Yo Gabba Gabba, Literally! (The McGurk Effect)
My two-year-old son, like your average American child, rarely goes a day without viewing television, and often quite a bit of it. He watches a show or two when he wakes up in the morning, maybe a full-length animated film in the afternoon, and another program sometime in the evening. With a one-year-old to manage simultaneously, it’s not uncommon for my wife and I to occasionally entrust one of our many animated allies with briefly babysitting our toddler. Of course, neither Nemo, Lightning McQueen, nor Buzz Lightyear can change a diaper worth a damn, but they certainly are adept at keeping kids from sticking forks in electrical outlets, which is a plus.
My wife and I understand that our sons will be constantly learning from everything they’re observing and hearing, so we don’t choose our cartoon caretakers lightly. We carefully select only those that will not only entertain and amuse, but will also promote our values of kindness, cooperation, and non-violence. Minimal pushing, shoving, hitting, fighting, shooting, killing, that sort of thing. We aim for sweet, gentle, innocent, nurturing. Too bad we didn’t, until just recently, know about The McGurk Effect.

▸ **PROBLEM 1**
Translate this sentence from the McGurk Effect post into Spanish: "My wife and I understand that our sons will be constantly learning from everything they’re observing and hearing, so we don’t choose our cartoon caretakers lightly."
▸ **PROBLEM 2**
Reproduce the passage of the McGurk Effect post starting at "My two-year-old son, like" and ending at "which is a plus.".
You won't need the data that follows to do these tasks.

▸ **RAW RECORDS**
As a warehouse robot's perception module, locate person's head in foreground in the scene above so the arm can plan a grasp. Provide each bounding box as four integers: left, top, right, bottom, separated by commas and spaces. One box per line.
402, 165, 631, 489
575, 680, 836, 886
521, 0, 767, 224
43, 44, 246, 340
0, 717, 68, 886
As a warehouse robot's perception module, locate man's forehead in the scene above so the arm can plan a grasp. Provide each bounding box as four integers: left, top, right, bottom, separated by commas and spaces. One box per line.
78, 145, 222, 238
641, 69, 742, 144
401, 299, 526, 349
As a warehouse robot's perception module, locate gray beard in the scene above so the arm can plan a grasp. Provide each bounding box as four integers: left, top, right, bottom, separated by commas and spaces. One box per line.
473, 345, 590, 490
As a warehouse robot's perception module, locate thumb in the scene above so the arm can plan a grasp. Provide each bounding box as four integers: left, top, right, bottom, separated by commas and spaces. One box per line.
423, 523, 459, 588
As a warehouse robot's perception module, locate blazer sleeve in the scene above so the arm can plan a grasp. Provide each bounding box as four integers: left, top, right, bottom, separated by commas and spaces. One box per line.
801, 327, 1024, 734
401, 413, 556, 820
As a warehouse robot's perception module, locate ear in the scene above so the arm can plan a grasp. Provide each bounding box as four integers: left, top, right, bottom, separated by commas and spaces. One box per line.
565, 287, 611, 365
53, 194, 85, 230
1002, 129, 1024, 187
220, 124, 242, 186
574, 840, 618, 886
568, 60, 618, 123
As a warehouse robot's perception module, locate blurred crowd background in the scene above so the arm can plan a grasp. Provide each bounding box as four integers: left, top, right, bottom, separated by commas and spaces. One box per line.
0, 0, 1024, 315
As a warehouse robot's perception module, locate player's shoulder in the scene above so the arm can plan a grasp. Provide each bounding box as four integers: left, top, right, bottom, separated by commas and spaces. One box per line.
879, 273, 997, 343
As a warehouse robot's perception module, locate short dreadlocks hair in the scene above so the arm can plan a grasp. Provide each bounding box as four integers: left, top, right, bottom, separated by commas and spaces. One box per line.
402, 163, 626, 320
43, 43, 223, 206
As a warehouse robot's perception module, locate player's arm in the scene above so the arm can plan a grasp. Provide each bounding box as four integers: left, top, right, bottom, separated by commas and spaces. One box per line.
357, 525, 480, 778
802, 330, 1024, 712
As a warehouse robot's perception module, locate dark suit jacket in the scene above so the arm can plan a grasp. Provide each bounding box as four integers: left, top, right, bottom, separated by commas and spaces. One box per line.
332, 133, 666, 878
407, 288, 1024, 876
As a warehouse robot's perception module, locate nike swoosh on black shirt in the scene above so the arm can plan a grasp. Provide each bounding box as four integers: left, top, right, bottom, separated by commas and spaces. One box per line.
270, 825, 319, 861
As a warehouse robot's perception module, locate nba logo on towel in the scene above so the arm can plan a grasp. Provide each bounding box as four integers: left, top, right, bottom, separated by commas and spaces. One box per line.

==

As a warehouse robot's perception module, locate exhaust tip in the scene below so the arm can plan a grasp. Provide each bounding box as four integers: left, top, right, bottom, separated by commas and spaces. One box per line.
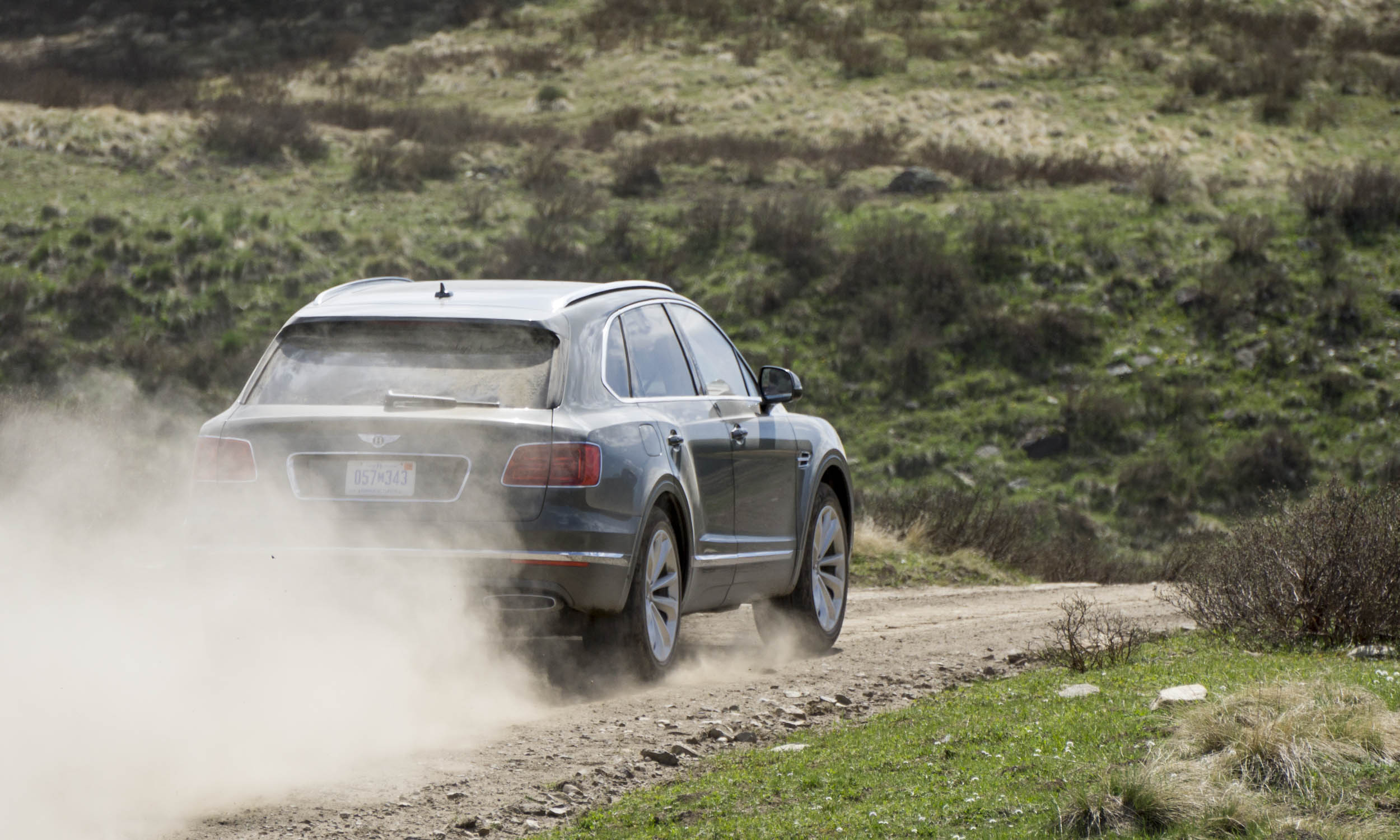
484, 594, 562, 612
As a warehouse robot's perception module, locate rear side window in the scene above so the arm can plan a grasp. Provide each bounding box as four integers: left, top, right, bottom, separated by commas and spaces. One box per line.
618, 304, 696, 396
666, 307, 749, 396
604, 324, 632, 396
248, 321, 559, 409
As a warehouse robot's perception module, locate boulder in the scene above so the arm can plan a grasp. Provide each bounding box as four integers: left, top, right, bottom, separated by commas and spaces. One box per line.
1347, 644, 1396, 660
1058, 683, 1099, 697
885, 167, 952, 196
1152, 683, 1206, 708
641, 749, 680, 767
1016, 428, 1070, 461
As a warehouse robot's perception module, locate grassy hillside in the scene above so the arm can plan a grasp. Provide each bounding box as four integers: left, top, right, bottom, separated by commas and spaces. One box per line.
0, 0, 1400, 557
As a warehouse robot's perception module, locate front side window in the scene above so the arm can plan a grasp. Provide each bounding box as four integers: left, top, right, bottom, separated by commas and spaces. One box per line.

▸ **FULL OUTPUT 1**
Mi esposa y yo entendemos que nuestros hijos estarán aprendiendo constantemente de todo lo que observan y oyen, así que no elegimos a la ligera a nuestros cuidadores animados.

▸ **FULL OUTPUT 2**
My two-year-old son, like your average American child, rarely goes a day without viewing television, and often quite a bit of it. He watches a show or two when he wakes up in the morning, maybe a full-length animated film in the afternoon, and another program sometime in the evening. With a one-year-old to manage simultaneously, it’s not uncommon for my wife and I to occasionally entrust one of our many animated allies with briefly babysitting our toddler. Of course, neither Nemo, Lightning McQueen, nor Buzz Lightyear can change a diaper worth a damn, but they certainly are adept at keeping kids from sticking forks in electrical outlets, which is a plus.